Reproduce every item below in full, requests included, scaling each point coordinate in the answers by 0.5 and rounding it to a whole number, with halves rounded up. Omit the pictures from your answer.

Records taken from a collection
=====
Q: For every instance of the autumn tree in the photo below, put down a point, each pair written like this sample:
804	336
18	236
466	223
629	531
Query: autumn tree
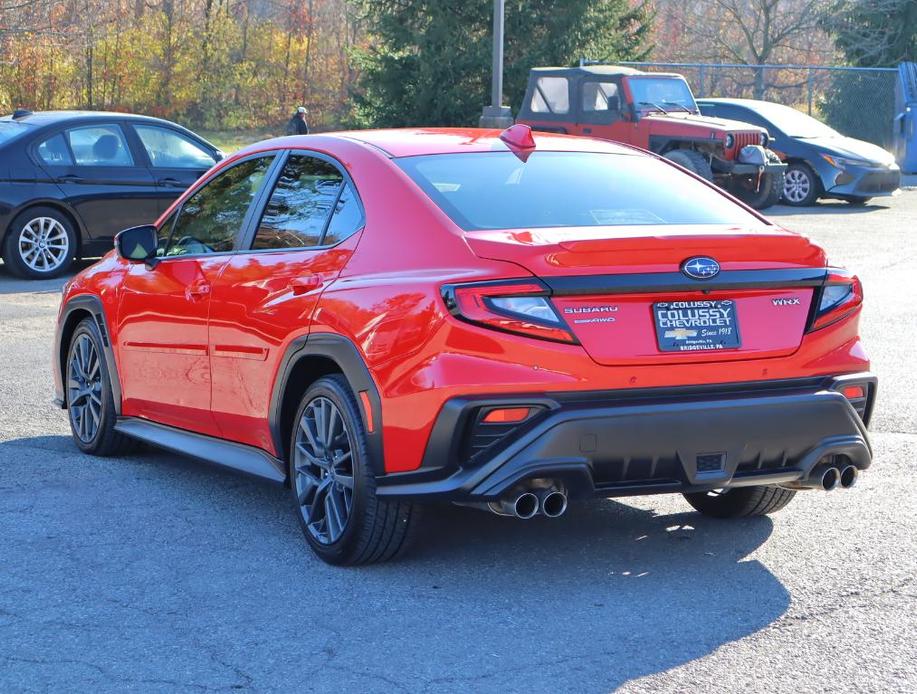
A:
429	61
=====
## Written solution
Q: For every instance of the autumn tree in the photo below, put down a point, each pair written like this sample:
804	336
18	236
466	223
629	531
Query: autumn tree
A:
215	31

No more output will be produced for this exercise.